§ What you have to do
Render every line below as a numbered list, leaving out any blank lines.

** start of Records for this task **

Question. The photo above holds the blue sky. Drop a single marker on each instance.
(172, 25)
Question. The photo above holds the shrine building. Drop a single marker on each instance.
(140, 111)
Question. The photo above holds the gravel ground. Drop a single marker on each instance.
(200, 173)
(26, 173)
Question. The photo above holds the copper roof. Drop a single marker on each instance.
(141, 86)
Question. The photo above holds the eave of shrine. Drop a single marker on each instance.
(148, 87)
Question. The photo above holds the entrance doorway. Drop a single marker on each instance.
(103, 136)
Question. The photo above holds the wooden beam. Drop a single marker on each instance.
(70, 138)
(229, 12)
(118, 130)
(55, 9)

** end of Records for this task **

§ Correct result
1. Question. The photo above holds the blue sky. Drop a single marker on each instance.
2. (172, 25)
3. Question. The photo above holds the shrine building. Drop a single marker on each instance.
4. (140, 111)
5. Question. The photo above holds the gravel ground. Drop a single marker on each instance.
6. (200, 173)
7. (26, 173)
8. Question. The photo above holds the copper roof. Drop a single marker on each instance.
9. (141, 86)
10. Question. The photo above holds the eave of shrine. Drop a single marker on each instance.
11. (148, 87)
12. Question. The photo above holds the entrance doorway. Drop a single marker on each instance.
13. (103, 136)
14. Question. The photo above holds the wooden beam. Drop a single marker on each instance.
15. (70, 138)
16. (229, 12)
17. (118, 130)
18. (55, 9)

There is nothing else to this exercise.